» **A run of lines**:
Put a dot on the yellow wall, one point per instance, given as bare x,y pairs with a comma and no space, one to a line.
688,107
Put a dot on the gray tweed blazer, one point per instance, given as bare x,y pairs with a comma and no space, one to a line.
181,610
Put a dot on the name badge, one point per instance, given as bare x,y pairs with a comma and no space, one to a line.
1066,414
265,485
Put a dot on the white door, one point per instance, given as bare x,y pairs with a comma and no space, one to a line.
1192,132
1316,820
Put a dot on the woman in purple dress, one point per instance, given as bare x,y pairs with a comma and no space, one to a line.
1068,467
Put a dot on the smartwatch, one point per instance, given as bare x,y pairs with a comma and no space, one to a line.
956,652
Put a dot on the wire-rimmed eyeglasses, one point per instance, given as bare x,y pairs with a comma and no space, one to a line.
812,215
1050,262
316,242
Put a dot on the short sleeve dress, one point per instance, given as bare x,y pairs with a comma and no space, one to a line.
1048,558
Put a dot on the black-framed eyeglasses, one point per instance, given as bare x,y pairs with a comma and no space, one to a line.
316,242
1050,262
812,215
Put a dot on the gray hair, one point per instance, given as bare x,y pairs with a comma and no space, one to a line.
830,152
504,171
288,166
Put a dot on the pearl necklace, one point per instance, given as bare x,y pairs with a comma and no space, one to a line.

» **WORK INSTRUCTIONS**: Reproduce all of the lines above, requests included, and offset every coordinate in the answers by adding 112 to both its x and y values.

» **COMPLETED TASK**:
Put a dot on the yellow wall, one point per instance, given as bare x,y pairs with a comma and no space, one to a line.
800,219
Put a dot on the gray tweed blazer, one point per instance, given as bare x,y pairs with a comma and no space, one to a line.
293,722
Put a dot on the name badge, one point per instance, given as bare x,y pairs with a comma and no space, one to a line.
1178,526
377,597
Put a dot on the white door, one point per instance, given as bare x,y pairs with a comma and no space, one to a line.
1304,244
1428,932
Put a dot on the woman in purple dress, one point per instance, given as bare x,y pairs with a comma and no space, one to a line.
1180,579
Put a dot on the smartwatch, one point per instance, given as bare x,y pairs with a comma and no space, one to a line.
1068,764
Put a dot on the wire-rimmed eyeglasses, one point per instance, given as bare x,y pairs with a comma and no space, one to a line.
924,327
1162,374
428,354
Put a dot on the short sleeve dress, one point per instance, given as bare x,y pairs with a comma and no space, one to a line.
1160,670
Put a dot on the black-framed eyeglasses, one point per instance, given as bare x,y pairs with a comma and no space, one to a line.
428,354
1162,374
924,327
Put a dot on the gray hair, one point per instance, given as bare x,y pairs with a comma and no space, one to a line.
942,264
616,283
400,278
Put a dot on the pearl necklace, one point per instance, given as bare x,y pairs with a comma and no space, one to a line.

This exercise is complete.